* [PROBLEMA A]: Trascrivi senza alcuna modifica le righe delle voci riportate più avanti, dalla riga che contiene "the white flagpole" fino alla fine delle voci, entrambi gli estremi compresi.

* [BRANO DEL DOCUMENTO]:
-*-

E questa maternità di Maria nell'economia della grazia perdura
senza soste dal momento del consenso fedelmente prestato
nell'Annunciazione e mantenuto senza esitazioni sotto la croce,
fino al perpetuo coronamento di tutti gli eletti. Difatti anche
dopo la sua assunzione in cielo non ha interrotto questa funzione
salvifica, ma con la sua molteplice intercessione continua a
ottenerci i doni che ci assicurano la nostra salvezza eterna. Con
la sua materna carità si prende cura dei fratelli del Figlio suo
ancora peregrinanti e posti in mezzo a pericoli e affanni, fino a
che non siano condotti nella patria beata. Per questo la beata
Vergine è invocata nella Chiesa con i titoli di avvocata,
ausiliatrice, soccorritrice, mediatrice. Ciò però va inteso in
modo che nulla sia detratto o aggiunto alla dignità e alla
efficacia di Cristo, unico mediatore.
Nessuna
creatura infatti può mai essere paragonata col Verbo incarnato e
redentore. Ma come il sacerdozio di Cristo è in vari modi
partecipato, tanto dai sacri ministri, quanto dal popolo fedele, e
come l'unica bontà di Dio è realmente diffusa in vari modi nelle
creature, così anche l'unica mediazione del Redentore non
esclude, bensì suscita nelle creature una varia cooperazione
partecipata da un'unica fonte.
E
questa funzione subordinata di Maria la Chiesa non dubita di
riconoscerla apertamente; essa non cessa di farne l'esperienza e
la raccomanda all'amore dei fedeli, perché, sostenuti da questo
materno aiuto, siano più intimamente congiunti col Mediatore e
Salvatore.
Maria
vergine e madre, modello della Chiesa
63.
La beata Vergine, per il dono e l'ufficio della divina maternità
che la unisce col Figlio redentore e per le sue singolari grazie e
funzioni, è pure intimamente congiunta con la Chiesa: la madre di
Dio è figura della Chiesa, come già insegnava sant'Ambrogio,
nell'ordine cioè della fede, della carità e della perfetta
unione con Cristo. Infatti nel mistero della Chiesa, la quale pure
è giustamente chiamata madre e vergine, la beata vergine Maria
occupa il primo posto, presentandosi in modo eminente e singolare
quale vergine e quale madre. Ciò perché per la sua fede ed
obbedienza generò sulla terra lo stesso Figlio di Dio, senza
contatto con uomo, ma adombrata dallo Spirito Santo, come una
nuova Eva credendo non all'antico serpente, ma, senza alcuna
esitazione, al messaggero di Dio. Diede poi alla luce il Figlio,
che Dio ha posto quale primogenito tra i molti fratelli (cfr. Rm
8,29), cioè tra i credenti, alla rigenerazione e formazione dei
quali essa coopera con amore di madre.

-*-

* [VOCI]:

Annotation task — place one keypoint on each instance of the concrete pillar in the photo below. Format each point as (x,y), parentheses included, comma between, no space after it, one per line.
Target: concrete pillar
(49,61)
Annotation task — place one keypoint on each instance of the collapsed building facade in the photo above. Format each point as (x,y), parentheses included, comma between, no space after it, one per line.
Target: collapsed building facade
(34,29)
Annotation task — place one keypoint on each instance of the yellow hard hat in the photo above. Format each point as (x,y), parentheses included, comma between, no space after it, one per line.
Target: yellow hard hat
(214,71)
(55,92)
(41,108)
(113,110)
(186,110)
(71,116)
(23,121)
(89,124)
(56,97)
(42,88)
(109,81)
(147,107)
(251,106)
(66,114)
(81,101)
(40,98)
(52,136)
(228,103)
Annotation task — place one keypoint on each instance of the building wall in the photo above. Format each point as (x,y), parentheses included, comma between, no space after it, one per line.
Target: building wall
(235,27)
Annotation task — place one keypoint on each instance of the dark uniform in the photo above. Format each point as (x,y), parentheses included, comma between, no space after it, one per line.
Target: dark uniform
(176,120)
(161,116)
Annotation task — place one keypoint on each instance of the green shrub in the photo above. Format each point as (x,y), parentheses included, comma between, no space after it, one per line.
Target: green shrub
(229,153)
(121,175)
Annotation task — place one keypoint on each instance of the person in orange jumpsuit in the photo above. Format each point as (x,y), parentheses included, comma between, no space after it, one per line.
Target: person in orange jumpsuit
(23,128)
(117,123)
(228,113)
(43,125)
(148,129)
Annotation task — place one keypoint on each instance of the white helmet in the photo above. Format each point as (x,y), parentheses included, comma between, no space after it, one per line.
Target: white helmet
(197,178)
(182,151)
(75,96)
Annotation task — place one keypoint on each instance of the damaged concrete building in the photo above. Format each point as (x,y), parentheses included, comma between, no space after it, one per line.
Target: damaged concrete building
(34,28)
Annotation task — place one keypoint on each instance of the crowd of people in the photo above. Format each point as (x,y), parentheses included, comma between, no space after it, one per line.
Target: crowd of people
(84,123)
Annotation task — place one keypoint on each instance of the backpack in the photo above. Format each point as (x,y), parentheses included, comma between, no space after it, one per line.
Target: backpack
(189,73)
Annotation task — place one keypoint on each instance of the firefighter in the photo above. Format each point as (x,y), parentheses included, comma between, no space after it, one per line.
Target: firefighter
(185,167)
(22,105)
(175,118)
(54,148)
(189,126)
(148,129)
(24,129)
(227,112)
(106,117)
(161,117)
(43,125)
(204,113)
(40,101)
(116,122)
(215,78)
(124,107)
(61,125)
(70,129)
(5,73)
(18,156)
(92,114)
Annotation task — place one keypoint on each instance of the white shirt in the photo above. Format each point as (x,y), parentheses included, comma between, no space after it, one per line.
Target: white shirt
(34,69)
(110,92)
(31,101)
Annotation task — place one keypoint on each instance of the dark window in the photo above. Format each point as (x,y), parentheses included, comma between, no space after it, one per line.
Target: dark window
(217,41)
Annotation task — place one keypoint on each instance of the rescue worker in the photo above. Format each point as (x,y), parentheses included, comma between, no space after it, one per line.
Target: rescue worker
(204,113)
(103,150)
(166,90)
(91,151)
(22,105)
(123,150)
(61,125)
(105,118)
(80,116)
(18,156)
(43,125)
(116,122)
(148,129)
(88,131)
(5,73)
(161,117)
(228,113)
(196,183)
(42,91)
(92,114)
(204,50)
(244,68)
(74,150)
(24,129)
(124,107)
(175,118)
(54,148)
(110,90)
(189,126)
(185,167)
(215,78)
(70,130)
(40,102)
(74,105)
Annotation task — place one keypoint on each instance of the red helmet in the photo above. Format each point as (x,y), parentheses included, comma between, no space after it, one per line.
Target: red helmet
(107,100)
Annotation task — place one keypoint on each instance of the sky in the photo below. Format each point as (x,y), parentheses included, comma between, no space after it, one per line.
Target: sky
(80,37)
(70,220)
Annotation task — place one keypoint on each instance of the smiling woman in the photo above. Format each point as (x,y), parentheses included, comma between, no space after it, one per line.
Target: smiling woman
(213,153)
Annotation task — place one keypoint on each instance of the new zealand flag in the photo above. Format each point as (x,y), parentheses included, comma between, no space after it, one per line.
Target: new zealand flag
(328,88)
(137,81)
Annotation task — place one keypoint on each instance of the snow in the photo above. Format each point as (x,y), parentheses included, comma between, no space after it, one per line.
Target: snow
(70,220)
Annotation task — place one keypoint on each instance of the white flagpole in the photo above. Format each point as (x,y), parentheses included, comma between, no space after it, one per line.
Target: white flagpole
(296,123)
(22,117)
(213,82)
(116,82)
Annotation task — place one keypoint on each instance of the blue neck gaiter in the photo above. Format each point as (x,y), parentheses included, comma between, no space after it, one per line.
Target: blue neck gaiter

-*-

* [PROBLEMA B]: Nel brano, con quali titoli viene invocata nella Chiesa la beata Vergine?

* [SOLUZIONE A]:
Annotation task — place one keypoint on each instance of the white flagpole in the photo above. Format each point as (x,y), parentheses included, comma between, no space after it, one per line.
Target: white flagpole
(296,123)
(22,117)
(213,82)
(116,82)
Annotation task — place one keypoint on each instance of the blue neck gaiter in the photo above. Format each point as (x,y), parentheses included, comma between, no space after it, one per line.
Target: blue neck gaiter

* [SOLUZIONE B]: Con i titoli di avvocata, ausiliatrice, soccorritrice, mediatrice.